COLORADO SPRINGS — There's a new source of money for small businesses across Colorado. The Energize Colorado Gap Fund application opens on Monday, August 31.
Energize Colorado has amassed over 200 volunteers across eleven different business segments since they started in the spring of this year. The group has raised $25 million in a relief fund, reserved for Colorado's small businesses with less than 25 employees. "Our goal is really to sort of spread the love, spread the wealth, and help the businesses that are struggling across the state right now," said Scott Romano, the director of marketing at Energize Colorado.
While it's difficult to say exactly how many businesses would be able to receive this money, they can request a maximum of a $15,000 grant and a $20,000 low interest loan issued by one of their local funding partners across the state. In total, a business could get a total financial package of $35,000. "Additionally, we're prioritizing businesses that are owned by women, minorities, and veterans, as well as in rural Colorado," said Romano.
Romano also said they have $5 million earmarked for the tourism industry through October.
$20 million of the money came from the federal CARES Act, and was distributed to Energize Colorado through the state. The remaining money was raised through private donors.

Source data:
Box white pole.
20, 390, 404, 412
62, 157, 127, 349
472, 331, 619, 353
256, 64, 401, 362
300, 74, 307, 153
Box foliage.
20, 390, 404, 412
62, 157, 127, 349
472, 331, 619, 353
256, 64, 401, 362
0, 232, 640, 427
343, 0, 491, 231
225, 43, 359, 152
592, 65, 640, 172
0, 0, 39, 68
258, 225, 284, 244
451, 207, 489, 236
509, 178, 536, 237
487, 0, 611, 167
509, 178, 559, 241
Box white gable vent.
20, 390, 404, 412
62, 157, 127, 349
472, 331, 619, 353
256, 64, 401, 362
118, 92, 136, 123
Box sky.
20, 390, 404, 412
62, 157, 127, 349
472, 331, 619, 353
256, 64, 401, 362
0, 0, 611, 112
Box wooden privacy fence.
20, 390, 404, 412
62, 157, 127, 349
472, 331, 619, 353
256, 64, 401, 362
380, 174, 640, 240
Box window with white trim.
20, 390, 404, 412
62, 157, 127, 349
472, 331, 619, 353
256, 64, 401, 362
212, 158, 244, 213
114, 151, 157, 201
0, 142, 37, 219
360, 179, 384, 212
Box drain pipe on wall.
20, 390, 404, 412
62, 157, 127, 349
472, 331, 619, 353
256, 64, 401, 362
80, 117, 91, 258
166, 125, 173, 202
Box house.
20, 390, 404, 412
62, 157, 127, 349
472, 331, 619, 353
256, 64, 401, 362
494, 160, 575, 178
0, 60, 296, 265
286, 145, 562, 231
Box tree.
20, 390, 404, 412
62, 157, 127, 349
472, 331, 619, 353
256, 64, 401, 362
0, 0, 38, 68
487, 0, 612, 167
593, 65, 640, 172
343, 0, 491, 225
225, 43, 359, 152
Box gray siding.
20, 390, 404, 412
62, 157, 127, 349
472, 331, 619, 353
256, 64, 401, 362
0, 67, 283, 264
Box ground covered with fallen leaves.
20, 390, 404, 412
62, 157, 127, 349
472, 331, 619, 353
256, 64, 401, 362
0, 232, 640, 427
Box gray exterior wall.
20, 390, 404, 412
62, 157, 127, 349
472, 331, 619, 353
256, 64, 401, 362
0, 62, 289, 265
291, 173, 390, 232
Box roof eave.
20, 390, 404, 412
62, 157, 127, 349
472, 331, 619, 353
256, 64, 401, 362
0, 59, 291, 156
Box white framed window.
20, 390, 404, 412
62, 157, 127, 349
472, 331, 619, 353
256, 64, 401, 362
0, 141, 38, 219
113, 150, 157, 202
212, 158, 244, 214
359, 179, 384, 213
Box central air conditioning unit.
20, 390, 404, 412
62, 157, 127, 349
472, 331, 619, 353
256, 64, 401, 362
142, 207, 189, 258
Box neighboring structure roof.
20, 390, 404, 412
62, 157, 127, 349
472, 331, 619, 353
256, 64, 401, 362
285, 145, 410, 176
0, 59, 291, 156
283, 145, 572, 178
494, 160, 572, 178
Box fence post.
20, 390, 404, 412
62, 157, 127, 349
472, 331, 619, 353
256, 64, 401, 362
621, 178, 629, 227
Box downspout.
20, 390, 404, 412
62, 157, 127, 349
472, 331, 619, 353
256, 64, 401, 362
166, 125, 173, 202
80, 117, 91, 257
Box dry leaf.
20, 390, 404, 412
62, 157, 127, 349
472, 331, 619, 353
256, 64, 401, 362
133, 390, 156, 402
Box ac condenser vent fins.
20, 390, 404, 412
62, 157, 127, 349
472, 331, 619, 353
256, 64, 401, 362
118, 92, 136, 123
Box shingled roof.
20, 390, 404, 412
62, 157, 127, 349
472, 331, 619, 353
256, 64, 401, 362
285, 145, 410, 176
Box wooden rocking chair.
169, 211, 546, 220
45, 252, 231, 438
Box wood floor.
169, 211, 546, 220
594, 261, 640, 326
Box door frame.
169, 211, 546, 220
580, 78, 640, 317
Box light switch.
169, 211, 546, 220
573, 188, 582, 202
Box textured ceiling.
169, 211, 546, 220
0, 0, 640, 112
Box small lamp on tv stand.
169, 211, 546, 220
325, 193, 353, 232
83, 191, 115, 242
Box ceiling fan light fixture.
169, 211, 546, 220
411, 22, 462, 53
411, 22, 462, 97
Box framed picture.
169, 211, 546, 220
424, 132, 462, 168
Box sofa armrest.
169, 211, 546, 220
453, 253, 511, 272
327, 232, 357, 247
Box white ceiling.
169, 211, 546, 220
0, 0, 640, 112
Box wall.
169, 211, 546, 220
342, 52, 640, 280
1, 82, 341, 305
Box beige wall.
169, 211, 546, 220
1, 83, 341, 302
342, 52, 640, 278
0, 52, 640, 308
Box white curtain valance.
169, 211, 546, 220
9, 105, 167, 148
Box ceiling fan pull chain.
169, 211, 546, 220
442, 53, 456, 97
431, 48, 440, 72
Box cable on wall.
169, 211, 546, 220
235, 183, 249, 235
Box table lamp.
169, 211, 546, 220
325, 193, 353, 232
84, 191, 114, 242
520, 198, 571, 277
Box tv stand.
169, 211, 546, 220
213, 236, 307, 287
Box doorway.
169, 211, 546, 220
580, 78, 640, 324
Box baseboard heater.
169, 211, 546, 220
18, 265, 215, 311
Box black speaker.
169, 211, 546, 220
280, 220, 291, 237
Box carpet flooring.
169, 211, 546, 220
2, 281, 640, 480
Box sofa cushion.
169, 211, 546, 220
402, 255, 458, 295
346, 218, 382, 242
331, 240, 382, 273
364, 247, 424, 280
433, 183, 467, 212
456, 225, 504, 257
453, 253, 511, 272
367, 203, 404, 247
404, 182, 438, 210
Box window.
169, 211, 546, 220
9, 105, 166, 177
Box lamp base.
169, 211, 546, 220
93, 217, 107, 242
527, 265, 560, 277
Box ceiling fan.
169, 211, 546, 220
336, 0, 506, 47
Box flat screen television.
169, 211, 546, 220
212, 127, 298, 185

AIM OF THE TASK:
Extend the news article on the Energize Colorado Gap Fund, beginning after its final sentence.

RESPONSE TO THIS TASK:
Those with Energize Colorado said they are trying to help businesses that have struggled to access capital in the past. "We saw a gap in the funding that was available for businesses right now. They were struggling to access some of that federal funding. You had to have a good relationship with your bank to access some of it, a lot of small businesses do not have that kind of relationship," said Romano.
A local business that did not get any federal PPP money is Resin Foundry in Colorado Springs. The two employee manufacturing company purchased a 3D printer at the end of 2019, which cost around $150,000. "It was a really big investment, but we saw the need in the community for this niche of work, so we thought it would be a safe bet. And then, corona hit," said Ana Cosme.
Resin Foundry said they can still fulfill orders during the pandemic. They make parts for many different sectors, like the automobile industry, medical equipment, and even architecture. "Ten, 100, even up to thousands of pieces of parts for people that are in use, robust, and full color... You don't advertise in the regular ways for this," said Scott Mans, the owner of Resin Foundry.
Resin Foundry did say going out and finding customers has been more difficult since the pandemic. They plan on applying for the Gap Fund on Monday. "It would be, priceless really," said Cosme.
The application was designed to be user-friendly, and Romano said it could be completed in around 30 minutes. "Getting the documents together, we're really only asking for you to prove that COVID-19 has created some hardship for your business," said Romano.
This is not a first come, first serve application. The window to apply will exist well within the end of the year, and more than likely into the next year. The first round of businesses will be chosen a couple of weeks from Monday, and it will take around three to five weeks until the payment gets to the small business.
To fill out the application, CLICK HERE.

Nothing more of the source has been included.